Convert each line of the listing below into a JSON list of strings, with one string per line and no entries for blank lines.

━━━━━━━━

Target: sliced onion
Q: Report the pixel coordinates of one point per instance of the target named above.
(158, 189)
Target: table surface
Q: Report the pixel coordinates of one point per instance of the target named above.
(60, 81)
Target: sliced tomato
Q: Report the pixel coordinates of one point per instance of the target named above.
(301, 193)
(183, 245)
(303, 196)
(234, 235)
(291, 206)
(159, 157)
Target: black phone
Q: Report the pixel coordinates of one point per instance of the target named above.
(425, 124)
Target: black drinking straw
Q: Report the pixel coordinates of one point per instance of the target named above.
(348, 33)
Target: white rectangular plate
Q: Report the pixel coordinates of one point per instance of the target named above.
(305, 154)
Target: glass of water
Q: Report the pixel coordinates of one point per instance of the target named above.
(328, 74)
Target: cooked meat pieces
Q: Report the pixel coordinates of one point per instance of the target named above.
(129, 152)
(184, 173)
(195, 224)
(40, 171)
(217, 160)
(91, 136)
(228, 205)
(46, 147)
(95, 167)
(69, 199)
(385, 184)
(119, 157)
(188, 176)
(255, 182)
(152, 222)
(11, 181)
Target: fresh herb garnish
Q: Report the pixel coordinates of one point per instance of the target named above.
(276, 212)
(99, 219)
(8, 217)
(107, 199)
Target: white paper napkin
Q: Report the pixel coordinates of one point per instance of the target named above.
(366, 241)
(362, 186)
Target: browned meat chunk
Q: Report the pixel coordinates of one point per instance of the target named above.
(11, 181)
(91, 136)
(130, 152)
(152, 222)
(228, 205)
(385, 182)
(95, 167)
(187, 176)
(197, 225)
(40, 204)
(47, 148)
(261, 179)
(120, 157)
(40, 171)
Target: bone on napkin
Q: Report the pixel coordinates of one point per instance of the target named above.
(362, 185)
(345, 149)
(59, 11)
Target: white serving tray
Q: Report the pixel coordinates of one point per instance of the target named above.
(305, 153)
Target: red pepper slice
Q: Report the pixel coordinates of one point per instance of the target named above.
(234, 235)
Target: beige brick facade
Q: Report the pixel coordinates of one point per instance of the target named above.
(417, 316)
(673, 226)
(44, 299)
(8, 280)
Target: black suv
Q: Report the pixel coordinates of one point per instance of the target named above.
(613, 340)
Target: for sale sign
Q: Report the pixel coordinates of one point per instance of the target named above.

━━━━━━━━

• _SOLUTION TO THE PROBLEM_:
[
  "Target: sliced onion",
  "Q: Report the pixel coordinates of one point per instance of the target named above.",
  "(158, 189)",
  "Target: table surface",
  "Q: Report the pixel coordinates of one point per instance of the target named above.",
  "(60, 81)",
  "Target: sliced tomato",
  "Q: Report the pixel coordinates of one point per instance of the target named above.",
  "(301, 193)",
  "(183, 245)",
  "(303, 196)",
  "(234, 235)",
  "(291, 206)",
  "(159, 157)",
  "Target: black phone",
  "Q: Report the pixel coordinates of one point per instance of the target named above.",
  "(425, 124)",
  "Target: black drinking straw",
  "Q: Report the pixel coordinates of one point per instance of the target named above.",
  "(348, 33)",
  "Target: white rectangular plate",
  "Q: Report the pixel coordinates of one point per instance of the target named above.",
  "(305, 154)",
  "Target: glass of water",
  "Q: Report the pixel coordinates of one point per instance of the target named above.",
  "(328, 74)",
  "Target: cooked meat pieces",
  "Q: Report the pixel coordinates of one point per instance of the target named above.",
  "(129, 152)",
  "(184, 173)",
  "(195, 224)",
  "(40, 171)",
  "(217, 160)",
  "(91, 136)",
  "(228, 205)",
  "(46, 147)",
  "(95, 167)",
  "(69, 199)",
  "(385, 184)",
  "(119, 157)",
  "(188, 176)",
  "(255, 182)",
  "(152, 222)",
  "(11, 181)",
  "Target: fresh herb garnish",
  "Q: Report the pixel coordinates of one point per instance of the target named above.",
  "(276, 212)",
  "(99, 219)",
  "(8, 217)",
  "(107, 199)",
  "Target: white paper napkin",
  "Q: Report the pixel coordinates of one point per instance of the target named above.",
  "(366, 241)",
  "(362, 186)",
  "Target: browned meat chunk",
  "Q: Report the pixel coordinates of one point per instance of the target named above.",
  "(11, 181)",
  "(91, 136)",
  "(130, 152)",
  "(152, 222)",
  "(228, 205)",
  "(385, 182)",
  "(95, 167)",
  "(187, 176)",
  "(197, 225)",
  "(40, 204)",
  "(47, 148)",
  "(261, 179)",
  "(120, 157)",
  "(40, 171)",
  "Target: bone on napkin",
  "Q: Report the pixel coordinates of one point per instance of the target named above.",
  "(362, 185)",
  "(345, 149)",
  "(59, 11)",
  "Target: white serving tray",
  "Q: Report the pixel coordinates of one point per instance of the target named above.",
  "(305, 153)",
  "Target: red pepper slice",
  "Q: Report the pixel coordinates of one point per instance of the target named above.",
  "(234, 235)",
  "Target: beige brick facade",
  "Q: Report the pixel coordinates of one point per instance of the target named above.",
  "(417, 316)",
  "(673, 226)",
  "(44, 299)",
  "(8, 280)",
  "Target: black suv",
  "Q: Report the pixel coordinates of one point per instance of the target named above.",
  "(613, 340)",
  "Target: for sale sign",
  "Q: Report the pixel coordinates of one point per instance of the target named above."
]